▸ **Problems and tasks**:
a: Answer these questions using the commit email.
(i) Which branch received the commit?
(ii) What date is given as the AuthorDate?
(iii) How many insertions and deletions are reported in the closing summary?
b: Quote the stretch of the commit email from "If there's a" through "the next round.", word for word.

▸ **Source document**:
§ §
This is an automated email from the ASF dual-hosted git repository.
chia7712 pushed a commit to branch 4.0
in repository https://gitbox.apache.org/repos/asf/kafka.git
The following commit(s) were added to refs/heads/4.0 by this push:
new eefee6d58d8 KAFKA-19427 Allow the coordinator to grow its buffer
dynamically (#20040)
eefee6d58d8 is described below
commit eefee6d58d8bc426ab54d4bc05d49ddb5566c025
Author: Ming-Yen Chung <[email protected]>
AuthorDate: Wed Jul 16 22:06:33 2025 +0800
KAFKA-19427 Allow the coordinator to grow its buffer dynamically (#20040)
* Coordinator starts with a smaller buffer, which can grow as needed.
* In freeCurrentBatch, release the appropriate buffer:
* The Coordinator recycles the expanded buffer
(`currentBatch.builder.buffer()`), not `currentBatch.buffer`, because
`MemoryBuilder` may allocate a new `ByteBuffer` if the existing one
isn't large enough.
* There are two cases that buffer may exceeds `maxMessageSize` 1.
If there's a single record whose size exceeds `maxMessageSize` (which,
so far, is derived from `max.message.bytes`) and the write is in
`non-atomic` mode, it's still possible for the buffer to grow beyond
`maxMessageSize`. In this case, the Coordinator should revert to using a
smaller buffer afterward. 2. Coordinator do not recycles the buffer
that larger than `maxMessageSize`. If the user dynamically reduces
`maxMessageSize` to a value even smaller than `INITIAL_BUFFER_SIZE`, the
Coordinator should avoid recycling any buffer larger than
`maxMessageSize` so that Coordinator can allocate the smaller buffer in
the next round.
* Add tests to verify the above scenarios.
Reviewers: David Jacot <[email protected]>, Sean Quah
<[email protected]>, Ken Huang <[email protected]>, PoAn Yang
<[email protected]>, TaiJuWu <[email protected]>, Jhen-Yung Hsu
<[email protected]>, Chia-Ping Tsai <[email protected]>
---
.../common/runtime/CoordinatorRuntime.java | 17 +-
.../common/runtime/CoordinatorRuntimeTest.java | 215 ++++++++++++++++++++-
2 files changed, 222 insertions(+), 10 deletions(-)
§ §
▸ **Extracted records**:
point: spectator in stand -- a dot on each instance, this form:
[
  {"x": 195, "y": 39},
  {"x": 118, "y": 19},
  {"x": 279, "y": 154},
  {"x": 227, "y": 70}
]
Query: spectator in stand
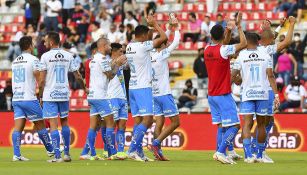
[
  {"x": 194, "y": 26},
  {"x": 8, "y": 92},
  {"x": 130, "y": 32},
  {"x": 52, "y": 8},
  {"x": 105, "y": 20},
  {"x": 68, "y": 9},
  {"x": 113, "y": 35},
  {"x": 78, "y": 13},
  {"x": 122, "y": 34},
  {"x": 284, "y": 66},
  {"x": 82, "y": 28},
  {"x": 297, "y": 48},
  {"x": 294, "y": 95},
  {"x": 32, "y": 12},
  {"x": 221, "y": 21},
  {"x": 130, "y": 20},
  {"x": 14, "y": 49},
  {"x": 93, "y": 49},
  {"x": 97, "y": 32},
  {"x": 281, "y": 89},
  {"x": 199, "y": 68},
  {"x": 206, "y": 26},
  {"x": 130, "y": 6},
  {"x": 188, "y": 97}
]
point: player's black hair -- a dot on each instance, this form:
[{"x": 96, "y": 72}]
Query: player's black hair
[
  {"x": 141, "y": 30},
  {"x": 25, "y": 43},
  {"x": 217, "y": 32},
  {"x": 55, "y": 37},
  {"x": 192, "y": 14},
  {"x": 252, "y": 38},
  {"x": 93, "y": 46},
  {"x": 116, "y": 46}
]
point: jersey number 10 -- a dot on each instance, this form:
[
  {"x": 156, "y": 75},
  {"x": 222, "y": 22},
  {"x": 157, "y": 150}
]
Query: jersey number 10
[
  {"x": 60, "y": 73},
  {"x": 255, "y": 72},
  {"x": 19, "y": 75}
]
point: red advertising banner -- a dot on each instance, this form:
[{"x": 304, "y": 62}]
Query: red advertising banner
[{"x": 195, "y": 132}]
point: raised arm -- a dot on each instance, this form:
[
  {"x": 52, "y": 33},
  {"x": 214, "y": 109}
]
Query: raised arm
[
  {"x": 288, "y": 39},
  {"x": 157, "y": 42},
  {"x": 243, "y": 41}
]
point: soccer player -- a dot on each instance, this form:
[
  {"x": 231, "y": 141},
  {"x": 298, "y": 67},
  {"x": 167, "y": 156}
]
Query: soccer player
[
  {"x": 140, "y": 88},
  {"x": 25, "y": 74},
  {"x": 101, "y": 72},
  {"x": 117, "y": 95},
  {"x": 256, "y": 68},
  {"x": 266, "y": 41},
  {"x": 222, "y": 105},
  {"x": 164, "y": 103},
  {"x": 84, "y": 154},
  {"x": 54, "y": 92}
]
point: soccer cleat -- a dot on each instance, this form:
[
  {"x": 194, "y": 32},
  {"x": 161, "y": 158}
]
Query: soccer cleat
[
  {"x": 85, "y": 157},
  {"x": 234, "y": 156},
  {"x": 231, "y": 160},
  {"x": 147, "y": 159},
  {"x": 96, "y": 158},
  {"x": 221, "y": 158},
  {"x": 135, "y": 156},
  {"x": 20, "y": 158},
  {"x": 50, "y": 154},
  {"x": 67, "y": 158},
  {"x": 155, "y": 151},
  {"x": 122, "y": 155},
  {"x": 105, "y": 154},
  {"x": 60, "y": 160},
  {"x": 266, "y": 158},
  {"x": 250, "y": 160}
]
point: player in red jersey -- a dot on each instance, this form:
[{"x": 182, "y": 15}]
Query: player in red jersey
[{"x": 222, "y": 105}]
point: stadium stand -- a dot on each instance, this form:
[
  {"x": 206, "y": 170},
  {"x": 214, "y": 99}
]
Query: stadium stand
[{"x": 12, "y": 20}]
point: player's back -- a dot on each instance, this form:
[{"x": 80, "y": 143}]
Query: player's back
[
  {"x": 253, "y": 64},
  {"x": 98, "y": 80},
  {"x": 160, "y": 72},
  {"x": 218, "y": 71},
  {"x": 23, "y": 80},
  {"x": 57, "y": 63},
  {"x": 139, "y": 61},
  {"x": 116, "y": 87}
]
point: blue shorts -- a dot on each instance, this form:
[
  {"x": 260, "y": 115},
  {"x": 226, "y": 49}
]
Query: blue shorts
[
  {"x": 271, "y": 103},
  {"x": 165, "y": 106},
  {"x": 28, "y": 109},
  {"x": 120, "y": 108},
  {"x": 258, "y": 107},
  {"x": 223, "y": 110},
  {"x": 102, "y": 107},
  {"x": 141, "y": 102},
  {"x": 52, "y": 109}
]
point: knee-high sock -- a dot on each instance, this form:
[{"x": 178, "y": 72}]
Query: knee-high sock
[
  {"x": 228, "y": 137},
  {"x": 104, "y": 138},
  {"x": 16, "y": 138},
  {"x": 66, "y": 139},
  {"x": 111, "y": 141},
  {"x": 55, "y": 137},
  {"x": 91, "y": 137},
  {"x": 120, "y": 139},
  {"x": 45, "y": 138}
]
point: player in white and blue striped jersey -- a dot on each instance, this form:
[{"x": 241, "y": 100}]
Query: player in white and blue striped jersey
[
  {"x": 54, "y": 91},
  {"x": 25, "y": 74}
]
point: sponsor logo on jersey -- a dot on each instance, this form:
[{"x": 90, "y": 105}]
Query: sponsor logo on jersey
[{"x": 279, "y": 139}]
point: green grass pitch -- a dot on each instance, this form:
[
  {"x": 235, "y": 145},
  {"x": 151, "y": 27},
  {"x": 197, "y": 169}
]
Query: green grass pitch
[{"x": 182, "y": 163}]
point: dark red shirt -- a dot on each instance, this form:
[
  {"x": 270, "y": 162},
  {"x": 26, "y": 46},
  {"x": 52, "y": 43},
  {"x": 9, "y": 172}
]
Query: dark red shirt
[
  {"x": 87, "y": 72},
  {"x": 218, "y": 71}
]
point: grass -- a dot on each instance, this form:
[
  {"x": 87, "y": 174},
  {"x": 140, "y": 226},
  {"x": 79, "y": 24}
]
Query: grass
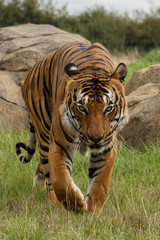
[
  {"x": 132, "y": 208},
  {"x": 131, "y": 211}
]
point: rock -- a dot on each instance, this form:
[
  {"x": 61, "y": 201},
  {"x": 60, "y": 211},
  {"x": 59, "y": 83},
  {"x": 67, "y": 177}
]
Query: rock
[
  {"x": 20, "y": 48},
  {"x": 147, "y": 75},
  {"x": 144, "y": 108}
]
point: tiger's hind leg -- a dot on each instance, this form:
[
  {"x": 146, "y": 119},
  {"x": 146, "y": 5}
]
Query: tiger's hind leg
[{"x": 30, "y": 148}]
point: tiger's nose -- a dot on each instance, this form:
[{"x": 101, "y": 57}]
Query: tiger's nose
[{"x": 96, "y": 138}]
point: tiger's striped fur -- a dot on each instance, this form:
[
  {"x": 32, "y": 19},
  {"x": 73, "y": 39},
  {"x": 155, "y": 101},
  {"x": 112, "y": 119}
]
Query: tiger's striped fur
[{"x": 75, "y": 99}]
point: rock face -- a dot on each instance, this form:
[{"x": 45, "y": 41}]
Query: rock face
[
  {"x": 20, "y": 48},
  {"x": 144, "y": 107}
]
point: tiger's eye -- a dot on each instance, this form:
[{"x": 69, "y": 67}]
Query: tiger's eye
[
  {"x": 82, "y": 109},
  {"x": 108, "y": 109}
]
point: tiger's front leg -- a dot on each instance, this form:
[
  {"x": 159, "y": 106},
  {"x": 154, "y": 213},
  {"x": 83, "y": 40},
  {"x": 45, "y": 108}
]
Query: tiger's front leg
[
  {"x": 100, "y": 172},
  {"x": 65, "y": 189}
]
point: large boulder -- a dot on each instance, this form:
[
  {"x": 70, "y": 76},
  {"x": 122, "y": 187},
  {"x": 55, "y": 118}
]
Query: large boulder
[
  {"x": 20, "y": 48},
  {"x": 144, "y": 107}
]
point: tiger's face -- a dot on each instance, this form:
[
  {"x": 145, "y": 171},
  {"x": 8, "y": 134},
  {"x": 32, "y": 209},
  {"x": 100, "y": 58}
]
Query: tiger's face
[{"x": 95, "y": 107}]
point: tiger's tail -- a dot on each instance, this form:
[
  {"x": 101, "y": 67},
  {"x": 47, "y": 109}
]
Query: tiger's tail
[{"x": 30, "y": 149}]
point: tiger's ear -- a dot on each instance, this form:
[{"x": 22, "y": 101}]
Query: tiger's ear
[
  {"x": 71, "y": 70},
  {"x": 120, "y": 72}
]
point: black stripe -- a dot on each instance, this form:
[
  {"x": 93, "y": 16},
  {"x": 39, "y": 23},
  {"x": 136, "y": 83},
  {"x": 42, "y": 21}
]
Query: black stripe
[
  {"x": 31, "y": 128},
  {"x": 42, "y": 115},
  {"x": 64, "y": 151},
  {"x": 93, "y": 170},
  {"x": 96, "y": 161},
  {"x": 47, "y": 175},
  {"x": 30, "y": 151},
  {"x": 69, "y": 139},
  {"x": 44, "y": 161},
  {"x": 18, "y": 152},
  {"x": 101, "y": 153}
]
§ §
▸ **Solutions below**:
a:
(i) Branch 4.0
(ii) Wednesday, July 16, 2025 (22:06:33 +0800)
(iii) 222 insertions and 10 deletions

b:
If there's a single record whose size exceeds `maxMessageSize` (which,
so far, is derived from `max.message.bytes`) and the write is in
`non-atomic` mode, it's still possible for the buffer to grow beyond
`maxMessageSize`. In this case, the Coordinator should revert to using a
smaller buffer afterward. 2. Coordinator do not recycles the buffer
that larger than `maxMessageSize`. If the user dynamically reduces
`maxMessageSize` to a value even smaller than `INITIAL_BUFFER_SIZE`, the
Coordinator should avoid recycling any buffer larger than
`maxMessageSize` so that Coordinator can allocate the smaller buffer in
the next round.